Saved entries:
# # # #

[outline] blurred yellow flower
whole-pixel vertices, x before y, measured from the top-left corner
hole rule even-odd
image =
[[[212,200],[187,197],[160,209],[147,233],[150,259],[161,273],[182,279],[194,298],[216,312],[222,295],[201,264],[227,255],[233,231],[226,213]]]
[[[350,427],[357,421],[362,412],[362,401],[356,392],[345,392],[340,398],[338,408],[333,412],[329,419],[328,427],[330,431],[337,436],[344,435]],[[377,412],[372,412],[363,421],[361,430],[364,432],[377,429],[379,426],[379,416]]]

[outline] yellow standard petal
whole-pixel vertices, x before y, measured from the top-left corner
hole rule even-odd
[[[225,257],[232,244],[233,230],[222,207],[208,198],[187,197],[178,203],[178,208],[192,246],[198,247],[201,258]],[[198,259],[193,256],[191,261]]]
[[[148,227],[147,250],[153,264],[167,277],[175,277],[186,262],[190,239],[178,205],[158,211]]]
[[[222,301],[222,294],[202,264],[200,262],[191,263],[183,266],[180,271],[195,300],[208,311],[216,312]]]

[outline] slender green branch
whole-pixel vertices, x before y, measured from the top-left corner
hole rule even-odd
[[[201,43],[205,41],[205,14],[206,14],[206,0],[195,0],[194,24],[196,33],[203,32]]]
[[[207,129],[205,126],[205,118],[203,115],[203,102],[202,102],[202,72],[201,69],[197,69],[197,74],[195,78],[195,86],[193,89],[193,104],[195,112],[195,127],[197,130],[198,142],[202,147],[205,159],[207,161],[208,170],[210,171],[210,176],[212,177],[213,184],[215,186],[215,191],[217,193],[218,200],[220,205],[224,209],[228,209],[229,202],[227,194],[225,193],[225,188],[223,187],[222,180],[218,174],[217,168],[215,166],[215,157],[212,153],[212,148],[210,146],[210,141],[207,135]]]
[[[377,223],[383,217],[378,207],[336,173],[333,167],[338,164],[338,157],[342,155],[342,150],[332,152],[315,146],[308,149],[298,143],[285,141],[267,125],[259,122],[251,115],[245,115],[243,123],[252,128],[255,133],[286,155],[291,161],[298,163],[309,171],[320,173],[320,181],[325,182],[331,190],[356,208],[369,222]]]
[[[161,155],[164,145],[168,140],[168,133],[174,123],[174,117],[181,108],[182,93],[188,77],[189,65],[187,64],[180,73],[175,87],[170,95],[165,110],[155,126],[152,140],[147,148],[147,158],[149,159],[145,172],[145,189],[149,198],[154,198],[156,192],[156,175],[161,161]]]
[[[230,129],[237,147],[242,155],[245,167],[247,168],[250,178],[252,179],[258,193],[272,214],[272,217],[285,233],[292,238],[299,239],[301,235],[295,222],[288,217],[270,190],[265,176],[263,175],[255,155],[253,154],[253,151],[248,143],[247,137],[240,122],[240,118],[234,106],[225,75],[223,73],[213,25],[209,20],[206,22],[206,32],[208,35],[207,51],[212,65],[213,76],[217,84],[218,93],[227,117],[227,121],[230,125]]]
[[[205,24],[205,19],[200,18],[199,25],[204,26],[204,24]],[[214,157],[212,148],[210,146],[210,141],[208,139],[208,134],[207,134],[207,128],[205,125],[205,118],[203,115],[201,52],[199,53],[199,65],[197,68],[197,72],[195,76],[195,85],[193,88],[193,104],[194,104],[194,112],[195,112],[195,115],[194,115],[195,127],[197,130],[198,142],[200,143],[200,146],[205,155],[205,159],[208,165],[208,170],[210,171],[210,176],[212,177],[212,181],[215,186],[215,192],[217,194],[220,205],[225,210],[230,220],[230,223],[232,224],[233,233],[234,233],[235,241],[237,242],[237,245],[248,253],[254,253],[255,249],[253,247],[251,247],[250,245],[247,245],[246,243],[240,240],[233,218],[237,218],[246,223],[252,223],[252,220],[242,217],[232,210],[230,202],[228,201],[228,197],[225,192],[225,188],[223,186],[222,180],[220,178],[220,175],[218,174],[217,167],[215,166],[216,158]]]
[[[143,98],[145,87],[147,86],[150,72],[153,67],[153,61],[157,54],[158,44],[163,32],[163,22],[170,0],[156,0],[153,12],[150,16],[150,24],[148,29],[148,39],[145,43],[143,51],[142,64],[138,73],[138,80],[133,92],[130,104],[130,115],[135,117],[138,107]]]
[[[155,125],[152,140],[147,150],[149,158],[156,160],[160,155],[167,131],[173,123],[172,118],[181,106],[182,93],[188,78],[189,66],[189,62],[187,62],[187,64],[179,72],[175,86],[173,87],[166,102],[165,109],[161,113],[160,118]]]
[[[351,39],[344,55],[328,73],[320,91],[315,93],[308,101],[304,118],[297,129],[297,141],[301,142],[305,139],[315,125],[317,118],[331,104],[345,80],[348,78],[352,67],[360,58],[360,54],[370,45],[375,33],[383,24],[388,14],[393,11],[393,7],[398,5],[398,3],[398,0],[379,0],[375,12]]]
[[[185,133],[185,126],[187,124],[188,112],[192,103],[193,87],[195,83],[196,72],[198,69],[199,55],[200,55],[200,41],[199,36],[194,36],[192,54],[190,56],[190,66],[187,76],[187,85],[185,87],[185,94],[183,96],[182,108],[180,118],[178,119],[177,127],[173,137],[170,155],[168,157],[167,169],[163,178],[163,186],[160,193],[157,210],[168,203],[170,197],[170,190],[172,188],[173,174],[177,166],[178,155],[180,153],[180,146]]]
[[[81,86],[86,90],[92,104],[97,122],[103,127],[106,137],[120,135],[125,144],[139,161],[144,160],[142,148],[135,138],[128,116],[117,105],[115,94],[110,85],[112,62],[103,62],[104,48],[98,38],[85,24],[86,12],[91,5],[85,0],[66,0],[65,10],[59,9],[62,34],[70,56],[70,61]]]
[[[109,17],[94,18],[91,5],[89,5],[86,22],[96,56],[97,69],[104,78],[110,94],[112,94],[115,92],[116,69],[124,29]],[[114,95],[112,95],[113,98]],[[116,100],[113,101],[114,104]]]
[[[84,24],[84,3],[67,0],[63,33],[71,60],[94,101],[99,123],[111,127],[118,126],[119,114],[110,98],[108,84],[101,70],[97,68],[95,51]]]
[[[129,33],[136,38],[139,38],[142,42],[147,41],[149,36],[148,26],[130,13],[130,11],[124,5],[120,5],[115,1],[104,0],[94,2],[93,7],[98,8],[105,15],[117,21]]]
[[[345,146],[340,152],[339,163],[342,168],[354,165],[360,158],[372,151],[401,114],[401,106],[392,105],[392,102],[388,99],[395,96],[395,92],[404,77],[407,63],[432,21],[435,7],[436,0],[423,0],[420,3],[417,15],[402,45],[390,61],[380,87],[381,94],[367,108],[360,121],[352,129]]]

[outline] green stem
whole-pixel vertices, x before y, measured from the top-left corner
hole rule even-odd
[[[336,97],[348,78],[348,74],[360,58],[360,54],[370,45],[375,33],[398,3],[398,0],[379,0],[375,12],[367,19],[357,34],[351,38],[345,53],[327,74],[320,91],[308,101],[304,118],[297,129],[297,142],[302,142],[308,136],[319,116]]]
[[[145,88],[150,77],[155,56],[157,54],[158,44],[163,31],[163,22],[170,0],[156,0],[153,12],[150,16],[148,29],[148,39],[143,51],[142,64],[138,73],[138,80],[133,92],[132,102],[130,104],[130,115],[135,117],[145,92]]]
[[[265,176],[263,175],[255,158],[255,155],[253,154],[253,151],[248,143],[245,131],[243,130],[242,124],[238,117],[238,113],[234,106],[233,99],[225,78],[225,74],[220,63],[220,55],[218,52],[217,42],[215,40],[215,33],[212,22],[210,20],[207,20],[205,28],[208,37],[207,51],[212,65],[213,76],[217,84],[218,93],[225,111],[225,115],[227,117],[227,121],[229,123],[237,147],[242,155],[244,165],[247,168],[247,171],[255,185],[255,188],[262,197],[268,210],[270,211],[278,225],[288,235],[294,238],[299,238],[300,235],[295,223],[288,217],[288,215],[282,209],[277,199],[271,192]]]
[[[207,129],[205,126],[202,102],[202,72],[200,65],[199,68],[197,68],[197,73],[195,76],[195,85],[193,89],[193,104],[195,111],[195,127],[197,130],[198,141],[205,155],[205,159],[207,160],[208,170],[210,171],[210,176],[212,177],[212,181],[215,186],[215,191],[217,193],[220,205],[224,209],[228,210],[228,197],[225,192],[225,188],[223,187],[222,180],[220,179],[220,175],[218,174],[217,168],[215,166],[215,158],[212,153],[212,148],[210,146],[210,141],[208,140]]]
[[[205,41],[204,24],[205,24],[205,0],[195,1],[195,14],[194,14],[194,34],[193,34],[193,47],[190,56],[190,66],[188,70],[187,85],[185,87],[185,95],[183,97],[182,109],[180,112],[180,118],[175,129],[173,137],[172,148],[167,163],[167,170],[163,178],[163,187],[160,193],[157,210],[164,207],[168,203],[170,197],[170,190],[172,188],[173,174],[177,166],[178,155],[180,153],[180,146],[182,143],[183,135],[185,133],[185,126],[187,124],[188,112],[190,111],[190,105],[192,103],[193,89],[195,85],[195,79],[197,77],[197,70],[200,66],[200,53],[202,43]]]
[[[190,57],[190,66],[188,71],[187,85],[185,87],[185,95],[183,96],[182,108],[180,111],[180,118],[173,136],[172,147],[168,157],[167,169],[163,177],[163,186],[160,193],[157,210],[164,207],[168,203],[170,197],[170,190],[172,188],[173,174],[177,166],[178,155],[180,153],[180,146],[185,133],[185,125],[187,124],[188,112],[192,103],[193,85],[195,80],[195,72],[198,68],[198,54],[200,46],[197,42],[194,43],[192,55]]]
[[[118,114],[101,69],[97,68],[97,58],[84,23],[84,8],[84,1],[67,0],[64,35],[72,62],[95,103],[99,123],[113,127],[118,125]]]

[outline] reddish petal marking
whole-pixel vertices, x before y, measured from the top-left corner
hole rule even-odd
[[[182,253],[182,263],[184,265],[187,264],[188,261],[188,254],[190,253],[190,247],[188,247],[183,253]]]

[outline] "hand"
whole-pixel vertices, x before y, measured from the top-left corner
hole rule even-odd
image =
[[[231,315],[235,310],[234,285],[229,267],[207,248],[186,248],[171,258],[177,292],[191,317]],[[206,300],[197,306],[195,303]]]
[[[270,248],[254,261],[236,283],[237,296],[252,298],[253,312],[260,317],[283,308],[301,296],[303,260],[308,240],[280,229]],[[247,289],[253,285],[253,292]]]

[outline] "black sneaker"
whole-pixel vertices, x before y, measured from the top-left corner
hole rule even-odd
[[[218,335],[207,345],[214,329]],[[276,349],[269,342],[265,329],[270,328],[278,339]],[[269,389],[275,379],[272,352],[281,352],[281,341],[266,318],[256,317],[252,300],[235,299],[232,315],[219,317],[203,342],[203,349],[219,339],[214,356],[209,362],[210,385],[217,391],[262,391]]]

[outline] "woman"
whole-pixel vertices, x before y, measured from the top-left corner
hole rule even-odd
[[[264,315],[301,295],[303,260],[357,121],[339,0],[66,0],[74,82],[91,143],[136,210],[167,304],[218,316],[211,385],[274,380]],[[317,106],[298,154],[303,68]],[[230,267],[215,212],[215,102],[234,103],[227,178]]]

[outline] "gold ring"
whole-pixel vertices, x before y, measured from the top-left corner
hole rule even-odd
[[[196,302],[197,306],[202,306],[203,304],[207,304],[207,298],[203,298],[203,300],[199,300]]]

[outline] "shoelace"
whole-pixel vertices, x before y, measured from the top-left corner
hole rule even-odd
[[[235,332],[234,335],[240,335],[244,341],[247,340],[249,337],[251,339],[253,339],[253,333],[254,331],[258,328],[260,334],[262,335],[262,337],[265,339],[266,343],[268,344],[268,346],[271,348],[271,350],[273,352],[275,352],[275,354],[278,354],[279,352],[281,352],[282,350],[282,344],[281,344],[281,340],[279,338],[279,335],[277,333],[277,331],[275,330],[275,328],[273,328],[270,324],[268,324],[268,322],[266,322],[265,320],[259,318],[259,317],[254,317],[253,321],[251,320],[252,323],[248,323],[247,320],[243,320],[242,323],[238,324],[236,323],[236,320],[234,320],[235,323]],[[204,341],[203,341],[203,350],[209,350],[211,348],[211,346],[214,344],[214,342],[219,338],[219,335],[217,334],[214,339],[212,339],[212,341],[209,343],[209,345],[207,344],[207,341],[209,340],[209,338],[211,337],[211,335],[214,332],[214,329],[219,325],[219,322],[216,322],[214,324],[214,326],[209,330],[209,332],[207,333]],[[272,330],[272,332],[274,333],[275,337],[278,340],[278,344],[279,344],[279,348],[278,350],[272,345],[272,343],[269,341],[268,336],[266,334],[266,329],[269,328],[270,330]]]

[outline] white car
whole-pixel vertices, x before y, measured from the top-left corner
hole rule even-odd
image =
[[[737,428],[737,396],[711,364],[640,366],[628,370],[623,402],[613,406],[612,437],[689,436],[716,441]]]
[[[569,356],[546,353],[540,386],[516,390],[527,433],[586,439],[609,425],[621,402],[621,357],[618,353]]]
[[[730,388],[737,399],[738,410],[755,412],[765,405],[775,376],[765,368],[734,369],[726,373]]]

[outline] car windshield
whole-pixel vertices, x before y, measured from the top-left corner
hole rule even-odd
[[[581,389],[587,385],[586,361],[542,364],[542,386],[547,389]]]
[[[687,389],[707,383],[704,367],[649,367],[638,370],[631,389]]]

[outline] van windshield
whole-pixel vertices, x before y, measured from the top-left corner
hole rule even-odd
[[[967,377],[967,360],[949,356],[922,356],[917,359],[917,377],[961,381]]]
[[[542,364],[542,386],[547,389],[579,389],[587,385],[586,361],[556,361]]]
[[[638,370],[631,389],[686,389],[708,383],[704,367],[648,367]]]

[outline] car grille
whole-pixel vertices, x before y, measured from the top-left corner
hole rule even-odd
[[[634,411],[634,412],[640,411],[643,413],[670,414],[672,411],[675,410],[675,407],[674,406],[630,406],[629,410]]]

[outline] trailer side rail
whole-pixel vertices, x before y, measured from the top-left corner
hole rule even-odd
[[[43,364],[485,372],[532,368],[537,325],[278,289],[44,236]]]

# # # #

Copy out all the lines of the records that include "green".

Answer below:
[outline] slender green branch
[outline] green stem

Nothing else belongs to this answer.